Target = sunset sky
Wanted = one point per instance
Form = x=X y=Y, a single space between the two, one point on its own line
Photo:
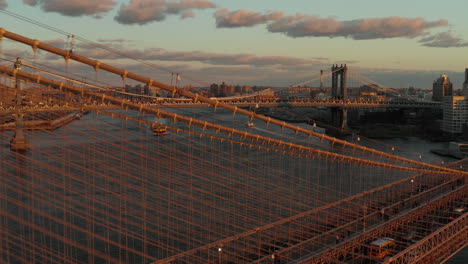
x=397 y=43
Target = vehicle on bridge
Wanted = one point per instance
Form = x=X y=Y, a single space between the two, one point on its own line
x=380 y=248
x=158 y=129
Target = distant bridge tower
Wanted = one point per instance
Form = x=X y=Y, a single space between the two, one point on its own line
x=321 y=80
x=339 y=91
x=19 y=142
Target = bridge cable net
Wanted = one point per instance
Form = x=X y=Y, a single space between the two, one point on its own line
x=266 y=237
x=159 y=112
x=109 y=182
x=91 y=171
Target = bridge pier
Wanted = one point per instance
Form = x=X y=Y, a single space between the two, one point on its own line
x=339 y=90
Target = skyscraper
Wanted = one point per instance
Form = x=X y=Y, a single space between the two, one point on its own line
x=465 y=84
x=441 y=87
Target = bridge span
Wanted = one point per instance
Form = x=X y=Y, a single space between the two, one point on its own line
x=107 y=189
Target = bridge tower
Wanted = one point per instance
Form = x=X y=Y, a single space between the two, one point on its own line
x=339 y=91
x=19 y=142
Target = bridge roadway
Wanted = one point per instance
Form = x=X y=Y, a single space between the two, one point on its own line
x=189 y=103
x=296 y=102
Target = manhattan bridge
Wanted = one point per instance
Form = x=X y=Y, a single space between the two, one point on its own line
x=104 y=188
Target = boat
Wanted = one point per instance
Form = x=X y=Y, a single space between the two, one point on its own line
x=158 y=129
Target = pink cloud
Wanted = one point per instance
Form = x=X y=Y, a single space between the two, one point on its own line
x=364 y=28
x=146 y=11
x=244 y=18
x=74 y=7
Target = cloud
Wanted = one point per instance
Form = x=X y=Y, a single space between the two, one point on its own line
x=443 y=40
x=187 y=14
x=365 y=28
x=243 y=18
x=74 y=7
x=159 y=54
x=146 y=11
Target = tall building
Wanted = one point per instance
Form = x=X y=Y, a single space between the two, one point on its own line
x=465 y=84
x=455 y=114
x=441 y=87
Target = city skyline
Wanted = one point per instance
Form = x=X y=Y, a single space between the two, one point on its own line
x=397 y=44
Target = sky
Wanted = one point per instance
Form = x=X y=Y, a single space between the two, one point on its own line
x=396 y=43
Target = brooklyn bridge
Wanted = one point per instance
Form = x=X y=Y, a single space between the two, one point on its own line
x=133 y=181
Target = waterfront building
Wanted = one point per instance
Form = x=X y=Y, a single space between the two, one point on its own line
x=455 y=114
x=441 y=87
x=465 y=84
++++++++
_What to produce_
Omit the pictures, then output the rest of the listing exactly.

_Reply_
Target = sunset sky
Wanted = one point per instance
Form = x=X y=Y, a single space between the two, one point on its own line
Photo:
x=397 y=43
Target = vehicle on bridge
Wanted = one point per instance
Form = x=X y=Y, a single space between the two, one point on its own line
x=380 y=248
x=158 y=129
Target = distant bridge tower
Wanted = one point per instance
Form = x=X y=Y, a single space between the two, one point on its own line
x=321 y=80
x=339 y=91
x=19 y=142
Target = bridge cable net
Wanted = one point per instance
Form = x=X y=Y, a single space between the two, one point on its own line
x=266 y=237
x=159 y=112
x=109 y=182
x=91 y=171
Target = bridge pier
Wanted = one point per instance
Form = x=X y=Y, a single space between the two, one point on its own line
x=339 y=90
Target = skyscraper
Wanted = one point per instance
Form = x=X y=Y, a single space between the two, one point on its own line
x=465 y=84
x=441 y=87
Target = bridge span
Wanted = one point per instance
Form = x=X y=Y, a single space between the two, one point on its own line
x=107 y=189
Target = bridge tower
Wanted = one point per instance
Form = x=X y=Y, a single space between the two, one point on its own line
x=339 y=91
x=19 y=142
Target = bridge roadway
Wanted = one point per instance
Form = x=X y=Y, a single space between the two, one point on its own line
x=189 y=103
x=296 y=102
Target = manhattan bridge
Wanted = one point per instance
Form = x=X y=Y, a single space between the two, one point on its own line
x=104 y=188
Target = boat
Wanted = one point per instance
Form = x=X y=Y, a single space between the two, one point on its own line
x=158 y=129
Target = pink cloud
Wanted = one point per instance
Form = x=X y=Y, a single space between the two, one point on its own line
x=364 y=28
x=146 y=11
x=244 y=18
x=74 y=7
Target = cloud
Wanted = one point per instance
Form = x=X y=Y, a single space between the two, one point on its own line
x=443 y=40
x=187 y=14
x=365 y=28
x=243 y=18
x=74 y=7
x=159 y=54
x=146 y=11
Target = tall building
Wanted = one point per instance
Form = x=X y=Y, a single space between the two, one point on its own line
x=465 y=84
x=455 y=114
x=441 y=87
Target = city skyline
Wanted = one point per instance
Form = x=X y=Y, a single space between the two, one point on its own line
x=397 y=44
Target = sky
Wanted = one point per instance
Form = x=X y=Y, a single space between the two, one point on its own line
x=396 y=43
Target = brooklyn bridge
Wanted = one point per instance
Form = x=X y=Y, a single space between the two, one point on its own line
x=133 y=181
Target = waterfront building
Wanted = one point per instance
Form = x=X y=Y, a single space between the two, one point on its own line
x=455 y=114
x=441 y=87
x=465 y=84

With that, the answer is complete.